Point localization data:
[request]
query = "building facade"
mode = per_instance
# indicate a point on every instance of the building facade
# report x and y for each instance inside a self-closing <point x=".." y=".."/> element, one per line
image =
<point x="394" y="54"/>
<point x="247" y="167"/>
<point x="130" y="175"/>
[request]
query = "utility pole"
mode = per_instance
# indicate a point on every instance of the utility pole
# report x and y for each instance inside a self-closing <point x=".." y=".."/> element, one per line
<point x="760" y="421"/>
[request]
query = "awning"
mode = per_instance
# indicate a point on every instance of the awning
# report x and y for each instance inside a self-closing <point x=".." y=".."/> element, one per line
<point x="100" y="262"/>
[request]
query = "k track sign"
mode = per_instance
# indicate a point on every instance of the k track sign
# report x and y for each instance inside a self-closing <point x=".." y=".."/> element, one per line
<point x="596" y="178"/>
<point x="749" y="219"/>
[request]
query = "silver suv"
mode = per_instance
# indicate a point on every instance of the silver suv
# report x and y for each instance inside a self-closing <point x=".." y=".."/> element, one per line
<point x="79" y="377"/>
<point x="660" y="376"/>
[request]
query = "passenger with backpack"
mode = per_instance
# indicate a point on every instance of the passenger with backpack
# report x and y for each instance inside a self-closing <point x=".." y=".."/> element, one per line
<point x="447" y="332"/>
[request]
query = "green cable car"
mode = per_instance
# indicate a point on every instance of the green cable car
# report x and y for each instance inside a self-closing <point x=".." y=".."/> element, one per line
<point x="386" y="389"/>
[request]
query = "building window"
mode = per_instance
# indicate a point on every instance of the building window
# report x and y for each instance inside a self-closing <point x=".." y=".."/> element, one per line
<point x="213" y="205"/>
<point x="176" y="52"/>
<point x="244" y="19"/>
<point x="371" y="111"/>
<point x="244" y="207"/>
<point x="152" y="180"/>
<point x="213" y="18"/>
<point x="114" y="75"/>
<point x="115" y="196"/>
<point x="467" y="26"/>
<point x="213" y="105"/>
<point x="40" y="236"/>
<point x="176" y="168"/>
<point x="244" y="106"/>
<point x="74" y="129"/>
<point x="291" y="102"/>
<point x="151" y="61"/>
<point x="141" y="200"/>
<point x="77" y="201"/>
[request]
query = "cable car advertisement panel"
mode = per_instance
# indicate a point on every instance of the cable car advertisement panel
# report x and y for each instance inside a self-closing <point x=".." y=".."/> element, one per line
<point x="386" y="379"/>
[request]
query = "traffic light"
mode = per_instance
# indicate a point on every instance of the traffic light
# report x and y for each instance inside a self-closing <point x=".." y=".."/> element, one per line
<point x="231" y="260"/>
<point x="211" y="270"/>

Problem description: Keeping every word as it is, repeat all of the records.

Result below:
[request]
query = "building facade"
mode = per_instance
# indicate a point on every instance of the building facade
# report x and y for each instance inside a self-closing <point x=".." y=".."/> element, one per line
image =
<point x="394" y="54"/>
<point x="247" y="167"/>
<point x="130" y="175"/>
[request]
query = "utility pole"
mode = per_instance
# indicate a point on every instance of the utility pole
# report x and y for each instance inside a self-closing <point x=".." y=".."/> element, one per line
<point x="760" y="421"/>
[request]
query = "awning"
mode = per_instance
# indicate a point on every instance of the awning
# report x and y for each instance inside a self-closing <point x=".." y=".."/> element, one per line
<point x="100" y="262"/>
[request]
query = "k track sign"
mode = per_instance
# indicate a point on every instance of the k track sign
# report x and y for each instance inside a self-closing <point x=".." y=".."/> element, one per line
<point x="596" y="178"/>
<point x="749" y="219"/>
[request]
query = "silver suv"
mode = per_instance
# indicate a point on every instance of the silver suv
# report x and y for each instance inside a self-closing <point x=".." y=".."/> element, one per line
<point x="79" y="377"/>
<point x="660" y="376"/>
[request]
query = "passenger with backpack"
mode = per_instance
# indicate a point on every instance of the passenger with backpack
# report x and y for each instance inside a self-closing <point x=".." y=".."/> element, one per line
<point x="447" y="332"/>
[request]
query = "green cable car"
mode = per_instance
# indicate a point on every instance of the green cable car
# report x and y for each instance inside a self-closing <point x=".." y=".."/> element, one per line
<point x="386" y="389"/>
[request]
query = "building window"
mode = per_instance
# indicate a point on every instance of the building window
# report x and y for each instance inside a self-closing <point x=".." y=".."/> element, one per line
<point x="213" y="205"/>
<point x="176" y="52"/>
<point x="244" y="19"/>
<point x="371" y="111"/>
<point x="244" y="207"/>
<point x="152" y="180"/>
<point x="213" y="18"/>
<point x="114" y="75"/>
<point x="115" y="196"/>
<point x="467" y="26"/>
<point x="213" y="105"/>
<point x="40" y="236"/>
<point x="176" y="168"/>
<point x="244" y="106"/>
<point x="74" y="129"/>
<point x="291" y="102"/>
<point x="151" y="61"/>
<point x="141" y="200"/>
<point x="77" y="201"/>
[request]
query = "cable car advertisement panel"
mode = per_instance
# indicate a point on every instance of the cable car advertisement panel
# report x and y for each instance inside a self-closing <point x=".." y=".."/> element, one per line
<point x="386" y="379"/>
[request]
query = "traffic light"
mode = per_instance
# indicate a point on every instance of the traffic light
# report x and y for each instance inside a self-closing <point x=".." y=".."/> element, one per line
<point x="231" y="260"/>
<point x="211" y="270"/>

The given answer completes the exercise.